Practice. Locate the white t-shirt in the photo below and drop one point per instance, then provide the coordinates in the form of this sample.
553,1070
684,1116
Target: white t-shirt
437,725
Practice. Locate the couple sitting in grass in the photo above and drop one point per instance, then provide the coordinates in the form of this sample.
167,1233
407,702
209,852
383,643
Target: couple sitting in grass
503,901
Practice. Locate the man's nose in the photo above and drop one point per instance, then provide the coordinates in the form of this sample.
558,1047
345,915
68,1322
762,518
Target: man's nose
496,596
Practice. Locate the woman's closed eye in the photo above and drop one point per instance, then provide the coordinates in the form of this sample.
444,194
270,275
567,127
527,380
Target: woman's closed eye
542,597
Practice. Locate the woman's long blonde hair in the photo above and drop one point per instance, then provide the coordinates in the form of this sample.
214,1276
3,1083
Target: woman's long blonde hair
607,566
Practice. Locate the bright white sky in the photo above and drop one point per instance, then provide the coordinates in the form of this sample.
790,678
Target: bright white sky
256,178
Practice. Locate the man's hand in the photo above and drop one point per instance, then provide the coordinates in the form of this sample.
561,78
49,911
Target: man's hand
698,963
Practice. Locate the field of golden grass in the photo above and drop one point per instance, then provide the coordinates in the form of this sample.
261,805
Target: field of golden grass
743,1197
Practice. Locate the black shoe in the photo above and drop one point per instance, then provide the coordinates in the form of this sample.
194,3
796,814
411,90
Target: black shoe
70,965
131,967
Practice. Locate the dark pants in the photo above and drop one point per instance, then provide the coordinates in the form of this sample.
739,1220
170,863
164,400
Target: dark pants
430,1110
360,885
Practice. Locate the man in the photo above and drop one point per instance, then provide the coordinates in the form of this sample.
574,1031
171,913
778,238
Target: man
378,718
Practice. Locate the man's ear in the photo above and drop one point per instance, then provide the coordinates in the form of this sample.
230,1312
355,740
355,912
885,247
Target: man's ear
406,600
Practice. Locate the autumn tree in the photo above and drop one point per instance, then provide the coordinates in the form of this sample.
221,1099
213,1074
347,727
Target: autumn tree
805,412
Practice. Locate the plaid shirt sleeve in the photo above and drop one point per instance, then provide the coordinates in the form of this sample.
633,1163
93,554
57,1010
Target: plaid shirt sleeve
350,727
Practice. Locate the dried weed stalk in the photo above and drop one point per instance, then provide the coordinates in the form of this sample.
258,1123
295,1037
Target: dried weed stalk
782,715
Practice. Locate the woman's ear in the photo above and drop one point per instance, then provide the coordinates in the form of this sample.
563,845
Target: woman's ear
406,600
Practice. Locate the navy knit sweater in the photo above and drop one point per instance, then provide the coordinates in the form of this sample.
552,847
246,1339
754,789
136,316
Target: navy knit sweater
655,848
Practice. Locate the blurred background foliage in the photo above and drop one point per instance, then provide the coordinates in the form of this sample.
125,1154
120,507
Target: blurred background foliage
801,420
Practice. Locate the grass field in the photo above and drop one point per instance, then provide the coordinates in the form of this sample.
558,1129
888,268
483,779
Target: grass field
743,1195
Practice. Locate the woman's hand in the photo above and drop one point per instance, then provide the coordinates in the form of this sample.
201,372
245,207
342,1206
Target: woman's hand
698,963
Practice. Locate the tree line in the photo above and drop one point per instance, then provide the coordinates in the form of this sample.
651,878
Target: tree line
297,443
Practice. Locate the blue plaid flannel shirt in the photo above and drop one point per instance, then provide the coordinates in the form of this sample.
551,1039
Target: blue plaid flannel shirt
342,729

▸ DIRECTIONS:
Copy every one of the records above word for word, keeping each line as it appears.

▸ COMPLETE ANSWER:
Practice. Locate the white t-shirt in the photo below and drop one point per instance, then provide the coordinates in the form of this sample.
553,1070
684,1116
Target: white t-shirt
437,725
Practice. Locate the couple sitting in grass in the photo above and drop one point per instance, then provide the coordinates in the form of this sample.
167,1233
407,702
209,852
383,643
Target: couple sitting in grass
503,901
Practice. Locate the man's nose in the photo above and drop one point per instance, then provide the coordinates in the form of this sample.
558,1047
345,915
68,1322
762,518
Target: man's nose
496,596
Practice. Locate the woman's closed eye in the photo above and drop one point per instance, then provide the coordinates in the form of this sample.
444,194
270,275
567,127
527,380
Target: woman's closed eye
542,597
Practice. Locate the woman's long blonde hair in the photo above and drop one point per instance, then provide the coordinates in the form of this sample.
214,1276
3,1083
Target: woman's long blonde hair
607,566
Practice. Locate the bright white sky in the photo above and drop one point per instance, then provide the coordinates in the form of this sample.
790,678
Target: bright white sky
256,178
Practice. Locate the man's hand in the photo above and drop one point per instance, then provide the coordinates in the form of this sample.
561,78
49,911
Target: man's hand
698,963
Practice. Locate the field of golden grass in the photo above and drop one point per instance, then provide the coordinates in the form of this sample.
261,805
Target: field of golden grass
743,1197
Practice. Locate the black shoe in the photo above and drop one point per instance, then provide the coordinates in the form of this sample.
194,3
796,814
411,90
Target: black shoe
70,965
131,967
Practice. Locate the dark pants in the photo above and drop one point per instance, then provide the coordinates in the form of this sample.
739,1220
170,863
164,400
Target: dark pants
430,1110
360,885
Practice. Locate the man in the photo above and drop one point per instance, then provide the coordinates in the form of this sample.
574,1031
171,913
778,238
Target: man
378,718
Practice. Locate the man's ear in the photo above and drop one point per instance, then provide the coordinates in the form of this sample.
230,1312
355,740
355,912
885,247
Target: man's ear
406,600
Practice. Locate the autumn tree in the photo above and drop one point per instance, then provide the coordinates in the form of this sample.
221,1099
213,1074
347,727
Target: autumn tree
805,412
Practice. Locate the plaid shirt sleeve in the photo above and drop one point per instance, then provide the coordinates in the form of this sample.
633,1163
93,554
57,1010
Target: plaid shirt sleeve
350,727
Practice. Locate the dried weed stalk in the photo above and drop one point per instance, then provide the coordinates in the form of this sample.
258,1123
295,1037
Target: dried weed stalk
782,715
Practice. Locate the woman's ear in the photo above and drop one point per instance, then provide the coordinates in the form of this sample.
563,845
Target: woman's ear
406,600
Practice. Locate the navy knit sweater in the photo above and drop one point per instance, then provide the coordinates in the form of this sample.
552,847
246,1339
754,789
136,316
Target: navy knit sweater
655,848
Practice. Locate the blurred background foliage in the photo above and drop one point per instance, then provide the coordinates in the form of this sample.
125,1154
120,507
Target: blurred background foliage
801,420
Practice. Locate the grass field in the photo above and drop one point per instance, then provide the coordinates in the form of this sample.
558,1129
888,268
483,779
Target: grass field
743,1195
Practice. Locate the woman's hand in the photo above and drop one point per instance, then provide the coordinates in the form of this sample.
201,372
245,207
342,1206
Target: woman's hand
698,963
Practice. Locate the tree line in the photo above and drop one point per instance, then provide the coordinates in the form of this sample.
651,878
Target: tree line
297,443
Practice. Locate the blue plaid flannel shirt in the photo above and drop one point per instance, then provide the coordinates in the form of this sample.
551,1039
Target: blue plaid flannel shirt
342,729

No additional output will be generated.